Your assignment: Give back, unchanged, each line from the one containing "Note: mark the conifer" through the last line of the entries below.

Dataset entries
-*-
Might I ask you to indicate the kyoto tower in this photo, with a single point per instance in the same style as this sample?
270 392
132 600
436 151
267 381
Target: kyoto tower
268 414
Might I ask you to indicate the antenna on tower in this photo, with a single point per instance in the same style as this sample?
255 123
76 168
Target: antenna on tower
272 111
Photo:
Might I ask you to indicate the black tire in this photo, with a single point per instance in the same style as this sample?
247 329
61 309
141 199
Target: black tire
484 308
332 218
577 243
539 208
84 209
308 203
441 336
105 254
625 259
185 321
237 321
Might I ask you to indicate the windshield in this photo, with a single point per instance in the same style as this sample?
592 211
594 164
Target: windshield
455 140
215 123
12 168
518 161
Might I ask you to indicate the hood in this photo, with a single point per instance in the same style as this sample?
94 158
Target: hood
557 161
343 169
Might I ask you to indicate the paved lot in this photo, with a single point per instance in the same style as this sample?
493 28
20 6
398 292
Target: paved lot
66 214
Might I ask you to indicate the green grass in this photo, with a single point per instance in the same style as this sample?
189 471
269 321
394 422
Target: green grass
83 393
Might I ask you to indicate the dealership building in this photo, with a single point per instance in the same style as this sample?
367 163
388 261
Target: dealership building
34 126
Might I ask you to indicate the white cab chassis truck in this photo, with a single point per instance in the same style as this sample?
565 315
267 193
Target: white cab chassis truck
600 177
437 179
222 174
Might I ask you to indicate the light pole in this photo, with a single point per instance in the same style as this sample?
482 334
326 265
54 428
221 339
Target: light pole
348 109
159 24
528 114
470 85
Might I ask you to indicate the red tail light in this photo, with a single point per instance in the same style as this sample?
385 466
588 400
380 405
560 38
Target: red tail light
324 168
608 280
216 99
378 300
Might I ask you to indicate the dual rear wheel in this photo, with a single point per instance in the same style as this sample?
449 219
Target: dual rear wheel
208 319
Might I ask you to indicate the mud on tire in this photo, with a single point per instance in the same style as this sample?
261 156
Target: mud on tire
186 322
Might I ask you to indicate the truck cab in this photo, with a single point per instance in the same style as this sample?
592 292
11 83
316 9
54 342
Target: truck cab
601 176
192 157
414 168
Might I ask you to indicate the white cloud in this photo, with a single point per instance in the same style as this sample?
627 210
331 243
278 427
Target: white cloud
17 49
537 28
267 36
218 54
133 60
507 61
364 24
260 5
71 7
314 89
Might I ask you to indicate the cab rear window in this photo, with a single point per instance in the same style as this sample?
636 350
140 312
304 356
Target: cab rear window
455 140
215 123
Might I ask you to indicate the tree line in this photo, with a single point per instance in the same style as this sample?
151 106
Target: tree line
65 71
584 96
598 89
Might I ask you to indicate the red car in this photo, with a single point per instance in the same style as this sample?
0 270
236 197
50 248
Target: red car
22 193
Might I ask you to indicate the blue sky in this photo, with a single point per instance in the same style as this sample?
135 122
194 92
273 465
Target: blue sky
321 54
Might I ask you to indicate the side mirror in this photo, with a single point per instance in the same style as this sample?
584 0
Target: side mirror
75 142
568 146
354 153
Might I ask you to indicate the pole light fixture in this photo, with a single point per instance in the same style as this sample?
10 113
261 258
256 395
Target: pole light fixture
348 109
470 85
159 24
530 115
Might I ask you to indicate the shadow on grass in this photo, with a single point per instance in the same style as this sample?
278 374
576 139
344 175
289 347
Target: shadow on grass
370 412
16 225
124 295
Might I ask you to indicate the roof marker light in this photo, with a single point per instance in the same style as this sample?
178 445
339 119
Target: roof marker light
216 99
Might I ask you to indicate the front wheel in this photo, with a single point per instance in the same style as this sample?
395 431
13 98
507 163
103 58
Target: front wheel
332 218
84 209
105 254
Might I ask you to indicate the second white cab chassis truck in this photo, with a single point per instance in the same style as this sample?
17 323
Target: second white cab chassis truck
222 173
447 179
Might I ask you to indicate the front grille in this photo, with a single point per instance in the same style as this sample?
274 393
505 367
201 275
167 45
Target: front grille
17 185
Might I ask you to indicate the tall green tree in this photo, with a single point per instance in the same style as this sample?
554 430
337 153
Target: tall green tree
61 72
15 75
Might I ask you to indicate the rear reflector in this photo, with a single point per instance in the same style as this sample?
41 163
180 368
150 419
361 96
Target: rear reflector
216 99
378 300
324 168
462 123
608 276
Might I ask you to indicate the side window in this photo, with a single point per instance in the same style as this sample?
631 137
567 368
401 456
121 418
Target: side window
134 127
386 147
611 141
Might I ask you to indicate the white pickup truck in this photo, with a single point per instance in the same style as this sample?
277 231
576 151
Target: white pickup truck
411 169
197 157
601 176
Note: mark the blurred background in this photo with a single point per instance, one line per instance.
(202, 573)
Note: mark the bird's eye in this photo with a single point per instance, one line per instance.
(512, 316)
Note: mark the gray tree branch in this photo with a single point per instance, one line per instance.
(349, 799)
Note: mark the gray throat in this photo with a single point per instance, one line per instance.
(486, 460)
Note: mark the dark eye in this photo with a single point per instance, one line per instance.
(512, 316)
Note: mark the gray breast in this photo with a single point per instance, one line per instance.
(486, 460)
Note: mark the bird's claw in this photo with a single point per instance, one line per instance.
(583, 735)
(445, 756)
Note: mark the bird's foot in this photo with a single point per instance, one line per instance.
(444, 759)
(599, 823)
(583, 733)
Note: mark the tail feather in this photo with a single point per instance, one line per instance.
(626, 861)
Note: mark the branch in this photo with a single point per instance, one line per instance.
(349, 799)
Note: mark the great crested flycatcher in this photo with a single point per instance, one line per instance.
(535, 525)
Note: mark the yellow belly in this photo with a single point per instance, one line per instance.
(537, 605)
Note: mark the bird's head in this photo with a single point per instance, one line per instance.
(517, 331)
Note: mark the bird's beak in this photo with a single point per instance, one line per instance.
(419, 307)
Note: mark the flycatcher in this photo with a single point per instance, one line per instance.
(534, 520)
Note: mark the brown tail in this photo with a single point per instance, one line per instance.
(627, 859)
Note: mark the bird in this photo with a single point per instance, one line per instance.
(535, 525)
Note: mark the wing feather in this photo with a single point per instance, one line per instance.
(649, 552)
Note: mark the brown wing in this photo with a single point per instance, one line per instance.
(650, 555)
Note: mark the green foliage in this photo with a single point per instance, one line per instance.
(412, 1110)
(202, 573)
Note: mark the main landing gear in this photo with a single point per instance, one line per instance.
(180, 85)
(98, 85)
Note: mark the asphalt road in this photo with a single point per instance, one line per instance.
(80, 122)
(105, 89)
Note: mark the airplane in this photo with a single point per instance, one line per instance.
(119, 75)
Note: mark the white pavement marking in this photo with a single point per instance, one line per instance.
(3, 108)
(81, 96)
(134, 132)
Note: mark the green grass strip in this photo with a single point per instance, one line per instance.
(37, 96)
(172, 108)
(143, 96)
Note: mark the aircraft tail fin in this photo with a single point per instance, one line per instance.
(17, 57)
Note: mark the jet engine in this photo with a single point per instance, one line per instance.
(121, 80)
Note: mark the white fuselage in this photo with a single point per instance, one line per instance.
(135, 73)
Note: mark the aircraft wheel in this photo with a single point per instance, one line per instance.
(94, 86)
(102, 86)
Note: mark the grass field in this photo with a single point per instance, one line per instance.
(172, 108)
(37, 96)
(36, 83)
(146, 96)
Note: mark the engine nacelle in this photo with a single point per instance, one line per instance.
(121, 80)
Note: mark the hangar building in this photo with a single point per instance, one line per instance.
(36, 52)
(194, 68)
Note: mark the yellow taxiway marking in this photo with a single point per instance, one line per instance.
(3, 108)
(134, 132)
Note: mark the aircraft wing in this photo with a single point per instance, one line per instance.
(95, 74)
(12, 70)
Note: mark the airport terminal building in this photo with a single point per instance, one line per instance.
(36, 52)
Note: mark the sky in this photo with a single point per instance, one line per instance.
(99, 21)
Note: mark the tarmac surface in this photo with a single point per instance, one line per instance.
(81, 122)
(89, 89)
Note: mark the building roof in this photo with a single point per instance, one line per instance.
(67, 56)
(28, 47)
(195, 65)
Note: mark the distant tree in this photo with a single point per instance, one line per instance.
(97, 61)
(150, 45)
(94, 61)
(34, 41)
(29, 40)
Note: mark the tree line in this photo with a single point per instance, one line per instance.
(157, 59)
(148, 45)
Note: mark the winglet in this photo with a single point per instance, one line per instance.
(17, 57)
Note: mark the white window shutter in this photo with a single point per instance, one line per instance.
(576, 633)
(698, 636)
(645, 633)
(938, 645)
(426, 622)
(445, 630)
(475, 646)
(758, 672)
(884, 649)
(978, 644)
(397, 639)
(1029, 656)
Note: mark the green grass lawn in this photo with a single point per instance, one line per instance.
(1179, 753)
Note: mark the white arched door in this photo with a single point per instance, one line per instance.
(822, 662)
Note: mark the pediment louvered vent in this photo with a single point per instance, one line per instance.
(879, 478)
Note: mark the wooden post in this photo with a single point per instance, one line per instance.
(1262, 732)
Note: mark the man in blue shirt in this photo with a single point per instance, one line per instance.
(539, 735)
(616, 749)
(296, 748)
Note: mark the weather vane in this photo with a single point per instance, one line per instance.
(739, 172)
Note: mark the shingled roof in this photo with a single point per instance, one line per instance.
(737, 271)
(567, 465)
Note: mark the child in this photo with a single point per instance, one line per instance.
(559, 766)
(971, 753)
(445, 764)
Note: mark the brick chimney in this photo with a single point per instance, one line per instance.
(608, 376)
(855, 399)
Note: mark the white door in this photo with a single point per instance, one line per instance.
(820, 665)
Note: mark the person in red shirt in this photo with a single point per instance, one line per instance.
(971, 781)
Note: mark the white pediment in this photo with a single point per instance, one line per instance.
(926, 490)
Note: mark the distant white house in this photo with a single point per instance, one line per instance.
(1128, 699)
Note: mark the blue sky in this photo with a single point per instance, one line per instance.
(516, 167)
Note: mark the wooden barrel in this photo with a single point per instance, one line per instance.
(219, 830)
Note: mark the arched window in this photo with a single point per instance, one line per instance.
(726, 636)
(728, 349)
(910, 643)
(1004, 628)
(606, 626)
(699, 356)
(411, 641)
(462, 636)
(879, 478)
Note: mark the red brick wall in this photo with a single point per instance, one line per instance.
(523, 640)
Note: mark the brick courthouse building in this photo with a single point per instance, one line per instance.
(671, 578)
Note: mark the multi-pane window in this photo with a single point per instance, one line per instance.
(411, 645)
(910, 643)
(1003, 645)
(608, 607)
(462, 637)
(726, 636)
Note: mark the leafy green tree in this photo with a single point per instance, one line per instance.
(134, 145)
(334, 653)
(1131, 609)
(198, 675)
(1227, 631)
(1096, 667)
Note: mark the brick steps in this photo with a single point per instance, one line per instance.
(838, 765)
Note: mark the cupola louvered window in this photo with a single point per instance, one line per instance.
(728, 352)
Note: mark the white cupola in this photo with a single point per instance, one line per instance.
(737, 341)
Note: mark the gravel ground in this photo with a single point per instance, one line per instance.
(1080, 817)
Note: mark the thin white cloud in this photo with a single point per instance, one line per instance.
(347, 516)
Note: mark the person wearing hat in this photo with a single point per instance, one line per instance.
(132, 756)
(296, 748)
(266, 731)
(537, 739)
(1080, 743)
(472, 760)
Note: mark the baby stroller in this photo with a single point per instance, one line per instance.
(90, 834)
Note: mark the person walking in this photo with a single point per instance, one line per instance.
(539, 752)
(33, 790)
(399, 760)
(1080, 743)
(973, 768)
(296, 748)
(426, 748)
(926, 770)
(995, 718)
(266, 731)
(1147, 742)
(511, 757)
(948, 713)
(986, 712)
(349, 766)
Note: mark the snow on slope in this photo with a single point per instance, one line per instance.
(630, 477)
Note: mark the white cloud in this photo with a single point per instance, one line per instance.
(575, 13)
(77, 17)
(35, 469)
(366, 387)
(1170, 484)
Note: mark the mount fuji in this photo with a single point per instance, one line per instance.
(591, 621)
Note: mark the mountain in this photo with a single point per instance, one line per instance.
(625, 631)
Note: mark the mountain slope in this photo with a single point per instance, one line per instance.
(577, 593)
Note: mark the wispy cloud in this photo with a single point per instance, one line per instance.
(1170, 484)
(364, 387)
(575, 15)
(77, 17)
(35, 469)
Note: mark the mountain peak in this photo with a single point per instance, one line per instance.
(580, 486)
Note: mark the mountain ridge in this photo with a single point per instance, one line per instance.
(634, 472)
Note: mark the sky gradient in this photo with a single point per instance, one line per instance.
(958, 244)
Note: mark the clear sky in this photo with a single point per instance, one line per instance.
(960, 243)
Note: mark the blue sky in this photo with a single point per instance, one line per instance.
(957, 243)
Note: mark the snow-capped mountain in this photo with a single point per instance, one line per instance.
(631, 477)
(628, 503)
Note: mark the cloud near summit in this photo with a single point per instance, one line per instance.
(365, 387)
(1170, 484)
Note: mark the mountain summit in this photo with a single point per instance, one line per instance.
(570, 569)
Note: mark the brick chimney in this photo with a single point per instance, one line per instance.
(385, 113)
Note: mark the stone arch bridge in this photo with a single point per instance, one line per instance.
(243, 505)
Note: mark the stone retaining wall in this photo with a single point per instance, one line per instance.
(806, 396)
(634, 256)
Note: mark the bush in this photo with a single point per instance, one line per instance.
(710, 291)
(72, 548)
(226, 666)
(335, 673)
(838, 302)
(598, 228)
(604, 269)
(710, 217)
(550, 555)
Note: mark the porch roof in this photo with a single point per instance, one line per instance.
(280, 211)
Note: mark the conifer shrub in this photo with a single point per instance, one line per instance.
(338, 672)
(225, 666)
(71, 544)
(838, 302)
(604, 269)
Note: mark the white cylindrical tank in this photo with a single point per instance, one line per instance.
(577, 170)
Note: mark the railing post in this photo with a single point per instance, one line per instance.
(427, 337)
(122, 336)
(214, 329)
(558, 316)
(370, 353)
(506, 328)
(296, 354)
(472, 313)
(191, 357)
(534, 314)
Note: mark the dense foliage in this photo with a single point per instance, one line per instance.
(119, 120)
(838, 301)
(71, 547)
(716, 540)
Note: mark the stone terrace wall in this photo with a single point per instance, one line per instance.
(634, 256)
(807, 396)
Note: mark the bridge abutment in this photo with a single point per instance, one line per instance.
-*-
Solved exercise:
Note: mark the conifer shrub in this photo with a single point per instance, one line per instance.
(338, 672)
(225, 666)
(71, 544)
(838, 302)
(604, 269)
Note: mark the white cylindrical tank in this photo with a single point per instance, one line per instance.
(577, 170)
Note: mark the railing post in this photo with a single point per instance, one line per instance.
(427, 337)
(122, 336)
(214, 329)
(558, 316)
(370, 353)
(506, 328)
(296, 354)
(472, 313)
(191, 357)
(534, 314)
Note: mark the dense foliage in this photo with a single point per instance, one line per instance.
(119, 120)
(838, 301)
(71, 547)
(716, 540)
Note: mark the stone terrace wall in this photo with a single point per instance, one line per instance.
(634, 256)
(807, 396)
Note: mark the bridge abutment in this photo with a single point per instance, one line per instance.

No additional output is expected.